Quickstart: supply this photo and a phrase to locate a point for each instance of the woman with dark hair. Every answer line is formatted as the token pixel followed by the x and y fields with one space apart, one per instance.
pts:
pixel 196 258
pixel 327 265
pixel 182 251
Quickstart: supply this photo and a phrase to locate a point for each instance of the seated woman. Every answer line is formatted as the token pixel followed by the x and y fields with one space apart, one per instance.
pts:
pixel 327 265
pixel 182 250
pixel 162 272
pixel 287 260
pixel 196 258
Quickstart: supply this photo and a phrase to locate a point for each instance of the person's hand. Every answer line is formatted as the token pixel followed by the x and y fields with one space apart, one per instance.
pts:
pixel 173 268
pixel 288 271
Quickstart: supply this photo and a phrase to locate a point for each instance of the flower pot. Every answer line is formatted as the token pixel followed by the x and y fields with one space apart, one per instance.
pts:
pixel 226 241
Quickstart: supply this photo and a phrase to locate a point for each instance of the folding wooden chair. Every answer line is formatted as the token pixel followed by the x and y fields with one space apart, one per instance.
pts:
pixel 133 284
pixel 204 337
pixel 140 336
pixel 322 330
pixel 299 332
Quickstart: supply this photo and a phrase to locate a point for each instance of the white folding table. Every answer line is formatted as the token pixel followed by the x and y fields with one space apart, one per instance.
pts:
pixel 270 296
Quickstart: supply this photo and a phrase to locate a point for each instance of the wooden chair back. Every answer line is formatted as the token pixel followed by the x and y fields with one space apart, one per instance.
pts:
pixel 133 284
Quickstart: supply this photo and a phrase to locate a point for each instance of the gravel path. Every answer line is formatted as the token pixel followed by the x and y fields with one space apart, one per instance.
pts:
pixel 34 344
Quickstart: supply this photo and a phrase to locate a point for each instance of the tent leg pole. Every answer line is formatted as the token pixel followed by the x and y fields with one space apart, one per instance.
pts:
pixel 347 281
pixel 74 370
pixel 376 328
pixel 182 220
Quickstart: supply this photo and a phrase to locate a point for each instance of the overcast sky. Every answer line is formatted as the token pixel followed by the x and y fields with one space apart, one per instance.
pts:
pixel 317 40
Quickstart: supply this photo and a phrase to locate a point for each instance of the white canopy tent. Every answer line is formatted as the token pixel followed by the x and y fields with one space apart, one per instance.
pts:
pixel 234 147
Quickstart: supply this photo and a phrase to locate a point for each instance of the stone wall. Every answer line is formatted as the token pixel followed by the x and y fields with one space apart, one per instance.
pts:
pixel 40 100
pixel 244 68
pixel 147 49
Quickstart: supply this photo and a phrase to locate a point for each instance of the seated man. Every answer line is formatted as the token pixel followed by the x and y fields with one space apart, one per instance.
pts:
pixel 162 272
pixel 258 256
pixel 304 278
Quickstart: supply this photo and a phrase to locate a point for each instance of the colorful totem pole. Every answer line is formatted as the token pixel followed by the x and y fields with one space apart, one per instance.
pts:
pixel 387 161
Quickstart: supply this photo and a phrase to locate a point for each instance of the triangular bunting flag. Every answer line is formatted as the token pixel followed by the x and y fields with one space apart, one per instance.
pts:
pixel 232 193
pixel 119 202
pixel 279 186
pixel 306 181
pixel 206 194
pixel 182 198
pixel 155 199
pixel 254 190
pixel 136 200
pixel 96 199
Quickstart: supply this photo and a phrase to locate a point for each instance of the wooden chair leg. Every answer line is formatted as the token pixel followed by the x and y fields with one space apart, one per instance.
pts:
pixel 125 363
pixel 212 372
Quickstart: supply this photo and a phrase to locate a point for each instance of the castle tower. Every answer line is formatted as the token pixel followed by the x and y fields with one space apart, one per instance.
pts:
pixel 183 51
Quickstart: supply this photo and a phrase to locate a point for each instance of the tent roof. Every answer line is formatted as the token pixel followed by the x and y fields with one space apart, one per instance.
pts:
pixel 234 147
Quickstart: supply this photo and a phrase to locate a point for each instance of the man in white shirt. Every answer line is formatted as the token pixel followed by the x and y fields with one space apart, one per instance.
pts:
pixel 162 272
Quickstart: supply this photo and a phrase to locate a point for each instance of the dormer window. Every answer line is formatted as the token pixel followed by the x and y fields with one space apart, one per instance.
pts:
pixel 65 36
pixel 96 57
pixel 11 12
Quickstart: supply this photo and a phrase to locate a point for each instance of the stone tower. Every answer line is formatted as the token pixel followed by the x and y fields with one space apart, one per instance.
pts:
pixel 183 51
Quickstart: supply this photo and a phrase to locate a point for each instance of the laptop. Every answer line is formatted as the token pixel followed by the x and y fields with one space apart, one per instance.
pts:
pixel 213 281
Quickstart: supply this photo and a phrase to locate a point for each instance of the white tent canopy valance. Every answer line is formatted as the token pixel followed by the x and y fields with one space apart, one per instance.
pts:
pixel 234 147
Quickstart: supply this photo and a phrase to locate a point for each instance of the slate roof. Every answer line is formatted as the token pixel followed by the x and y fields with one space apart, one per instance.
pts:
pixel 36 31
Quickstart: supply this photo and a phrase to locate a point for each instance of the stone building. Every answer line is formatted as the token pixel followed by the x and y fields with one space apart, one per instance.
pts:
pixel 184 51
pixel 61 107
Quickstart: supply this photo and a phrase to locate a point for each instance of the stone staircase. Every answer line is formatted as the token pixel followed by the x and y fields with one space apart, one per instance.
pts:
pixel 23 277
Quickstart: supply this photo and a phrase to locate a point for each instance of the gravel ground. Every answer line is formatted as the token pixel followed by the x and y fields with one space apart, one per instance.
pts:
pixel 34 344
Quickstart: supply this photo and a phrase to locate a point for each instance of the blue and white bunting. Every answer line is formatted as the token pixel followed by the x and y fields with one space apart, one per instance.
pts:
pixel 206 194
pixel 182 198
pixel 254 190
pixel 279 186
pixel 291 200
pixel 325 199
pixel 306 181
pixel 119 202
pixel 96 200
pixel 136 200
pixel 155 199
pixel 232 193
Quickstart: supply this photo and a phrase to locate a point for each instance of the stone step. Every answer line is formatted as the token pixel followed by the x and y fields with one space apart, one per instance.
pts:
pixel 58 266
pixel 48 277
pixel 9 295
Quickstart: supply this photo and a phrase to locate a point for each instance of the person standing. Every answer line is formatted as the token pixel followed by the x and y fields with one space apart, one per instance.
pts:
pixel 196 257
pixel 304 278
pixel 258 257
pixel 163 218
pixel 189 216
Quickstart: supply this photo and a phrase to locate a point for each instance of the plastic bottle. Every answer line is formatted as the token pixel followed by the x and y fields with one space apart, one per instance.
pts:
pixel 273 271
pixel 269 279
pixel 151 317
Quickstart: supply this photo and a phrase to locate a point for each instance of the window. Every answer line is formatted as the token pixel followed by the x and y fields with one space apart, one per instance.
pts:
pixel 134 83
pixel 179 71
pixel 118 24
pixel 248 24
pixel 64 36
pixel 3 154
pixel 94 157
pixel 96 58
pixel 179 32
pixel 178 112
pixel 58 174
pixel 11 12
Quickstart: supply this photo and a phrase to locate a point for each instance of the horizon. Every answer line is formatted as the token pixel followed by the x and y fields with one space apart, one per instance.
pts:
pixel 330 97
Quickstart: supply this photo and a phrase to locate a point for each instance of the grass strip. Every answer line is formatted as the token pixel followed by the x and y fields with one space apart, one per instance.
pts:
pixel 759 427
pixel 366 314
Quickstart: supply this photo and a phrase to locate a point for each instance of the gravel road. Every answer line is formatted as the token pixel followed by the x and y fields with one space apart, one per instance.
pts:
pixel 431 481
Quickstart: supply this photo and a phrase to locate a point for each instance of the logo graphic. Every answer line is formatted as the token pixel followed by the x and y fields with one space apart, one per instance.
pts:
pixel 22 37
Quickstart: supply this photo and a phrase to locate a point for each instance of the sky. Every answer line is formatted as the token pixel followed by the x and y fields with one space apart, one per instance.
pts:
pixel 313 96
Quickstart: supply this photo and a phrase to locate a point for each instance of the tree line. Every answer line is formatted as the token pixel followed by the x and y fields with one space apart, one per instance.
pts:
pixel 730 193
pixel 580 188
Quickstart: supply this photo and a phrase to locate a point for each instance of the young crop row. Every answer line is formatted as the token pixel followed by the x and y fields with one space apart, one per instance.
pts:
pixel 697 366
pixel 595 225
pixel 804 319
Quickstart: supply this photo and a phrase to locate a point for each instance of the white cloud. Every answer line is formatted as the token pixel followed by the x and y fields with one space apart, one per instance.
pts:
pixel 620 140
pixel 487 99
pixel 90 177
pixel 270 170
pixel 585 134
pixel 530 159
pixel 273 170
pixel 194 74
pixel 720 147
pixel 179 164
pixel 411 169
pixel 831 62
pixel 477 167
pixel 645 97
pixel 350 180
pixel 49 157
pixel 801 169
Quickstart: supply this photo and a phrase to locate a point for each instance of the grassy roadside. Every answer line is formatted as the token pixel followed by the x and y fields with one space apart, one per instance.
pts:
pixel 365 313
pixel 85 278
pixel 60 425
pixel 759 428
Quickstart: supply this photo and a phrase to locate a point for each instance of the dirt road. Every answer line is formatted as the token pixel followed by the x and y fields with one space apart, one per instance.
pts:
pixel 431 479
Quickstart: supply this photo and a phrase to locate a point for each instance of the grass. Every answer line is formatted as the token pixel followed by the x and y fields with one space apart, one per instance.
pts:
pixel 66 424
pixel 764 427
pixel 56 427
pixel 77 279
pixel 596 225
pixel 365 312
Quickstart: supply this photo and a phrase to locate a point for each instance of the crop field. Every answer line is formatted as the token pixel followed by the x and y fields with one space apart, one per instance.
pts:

+++++

_GOAL_:
Reproduce the rows above verbatim, from the first line through the line containing "pixel 182 251".

_SOLUTION TO THIS EXERCISE_:
Quickstart: supply this photo and a phrase to locate a point for each instance of the woman with dark hair. Every answer line is formatted as the token pixel followed by the x and y fields with one space apart, one per instance.
pts:
pixel 196 258
pixel 327 265
pixel 182 251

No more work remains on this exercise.